Text under study START

Member of the City Assembly of Belgrade
- In office 2008–2012

Personal details
- Born: 1 September 1982 (age 43) Zenica, Bosnia and Herzegovina, Yugoslavia
- Party: Serbian Radical Party (until 2010)
- Other political affiliations: Montenegrin-Herzegovinian Movement
- Education: University of Belgrade
- Occupation: Politician, bobsledder

= Rašo Vučinić =

Serbian bobsledder and politician

Rašo Vučinić (Рашо Вучинић; born 1 September 1982) is a Serbian former bobsledder and politician. He competed in the four man event at the 2002 Winter Olympics, representing the Federal Republic of Yugoslavia.

== Life ==
Rašo Vučinić was born to a Montenegrin Serb family in Zenica which at that time was a part of SR Bosnia and Herzegovina and SFR Yugoslavia. His family hails from Mojkovac. He graduated from the Faculty of Sport and Physical Education at the University of Belgrade.

He competed in the four man event in bobsleigh at the 2002 Winter Olympics, representing the Federal Republic of Yugoslavia.

Vučinić was a member of the far-right Serbian Radical Party (SRS) and served as the Member of the City Assembly of Belgrade when he was elected at the 2008 Belgrade City Assembly election. During his time with the Radicals, he claimed to have played gusle together with a convicted war-criminal Radovan Karadžić while he was a fugitive and even claimed that he would have offered him a shelter if he had known it was Karadžić. He was arrested during the protests against Karadžić's arrest in 2008. Vučinić received 165th position on SRS's electoral list for the 2008 Serbian parliamentary election, failing to get elected. He left SRS in 2010.

Vučinić is the President of the Institute for Gusle and Epic Poetry of Serbia as well as the founder and current President of the political organization called Montenegrin-Herzegovinian Movement which was founded to contribute to better relations between Serbia and Montenegro.

Text under study END
Listed entries START

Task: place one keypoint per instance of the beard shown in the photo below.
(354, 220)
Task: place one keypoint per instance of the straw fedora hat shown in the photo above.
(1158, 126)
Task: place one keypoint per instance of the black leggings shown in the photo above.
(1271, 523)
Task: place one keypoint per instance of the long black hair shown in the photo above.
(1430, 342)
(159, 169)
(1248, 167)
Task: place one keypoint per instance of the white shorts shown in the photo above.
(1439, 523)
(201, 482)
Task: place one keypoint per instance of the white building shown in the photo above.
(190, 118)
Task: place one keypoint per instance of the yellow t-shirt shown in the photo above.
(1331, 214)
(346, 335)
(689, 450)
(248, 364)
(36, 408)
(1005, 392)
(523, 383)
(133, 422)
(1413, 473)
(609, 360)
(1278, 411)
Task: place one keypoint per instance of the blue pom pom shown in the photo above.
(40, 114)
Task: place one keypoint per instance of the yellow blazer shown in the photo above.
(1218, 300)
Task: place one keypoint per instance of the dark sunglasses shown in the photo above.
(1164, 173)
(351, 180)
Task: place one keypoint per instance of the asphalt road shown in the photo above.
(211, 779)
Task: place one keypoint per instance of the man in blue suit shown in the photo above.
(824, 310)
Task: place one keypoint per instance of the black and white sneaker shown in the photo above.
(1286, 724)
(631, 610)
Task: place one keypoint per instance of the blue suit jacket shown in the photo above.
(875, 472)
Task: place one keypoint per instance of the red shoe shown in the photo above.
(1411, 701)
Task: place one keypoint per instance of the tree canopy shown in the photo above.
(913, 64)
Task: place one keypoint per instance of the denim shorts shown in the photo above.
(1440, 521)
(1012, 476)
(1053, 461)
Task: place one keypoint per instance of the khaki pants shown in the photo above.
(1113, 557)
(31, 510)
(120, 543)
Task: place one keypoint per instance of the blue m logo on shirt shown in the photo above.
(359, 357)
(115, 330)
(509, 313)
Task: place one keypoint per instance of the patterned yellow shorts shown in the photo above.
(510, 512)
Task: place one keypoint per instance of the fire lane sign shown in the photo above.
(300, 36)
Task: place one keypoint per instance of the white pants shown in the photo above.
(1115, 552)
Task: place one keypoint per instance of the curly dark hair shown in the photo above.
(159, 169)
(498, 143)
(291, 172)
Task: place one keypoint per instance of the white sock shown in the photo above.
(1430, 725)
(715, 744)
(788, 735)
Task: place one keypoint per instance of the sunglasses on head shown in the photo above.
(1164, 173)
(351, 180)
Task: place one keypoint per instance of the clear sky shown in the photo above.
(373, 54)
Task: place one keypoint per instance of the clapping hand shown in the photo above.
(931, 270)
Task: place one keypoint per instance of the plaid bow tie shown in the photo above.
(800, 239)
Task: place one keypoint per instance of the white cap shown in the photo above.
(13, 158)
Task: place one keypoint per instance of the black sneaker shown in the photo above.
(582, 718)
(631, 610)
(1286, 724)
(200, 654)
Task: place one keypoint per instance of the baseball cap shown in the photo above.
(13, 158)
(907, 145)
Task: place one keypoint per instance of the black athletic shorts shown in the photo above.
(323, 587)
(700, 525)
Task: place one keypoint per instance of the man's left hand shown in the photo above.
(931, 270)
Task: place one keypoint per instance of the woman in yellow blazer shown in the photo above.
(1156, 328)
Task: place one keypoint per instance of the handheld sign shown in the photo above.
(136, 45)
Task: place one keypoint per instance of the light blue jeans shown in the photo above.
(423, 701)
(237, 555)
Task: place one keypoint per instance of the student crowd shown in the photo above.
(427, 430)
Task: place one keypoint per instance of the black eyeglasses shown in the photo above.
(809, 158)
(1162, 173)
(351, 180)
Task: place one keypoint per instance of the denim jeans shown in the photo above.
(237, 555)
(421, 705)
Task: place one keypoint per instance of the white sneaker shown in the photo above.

Listed entries END

What you have to do —
Answer these questions using the biography of Rašo Vučinić above.
1. In which city was he born?
2. What position did he hold on the Serbian Radical Party's electoral list for the 2008 Serbian parliamentary election?
3. Which institute is he the President of?

Result for this exercise —
1. Zenica
2. 165th
3. The Institute for Gusle and Epic Poetry of Serbia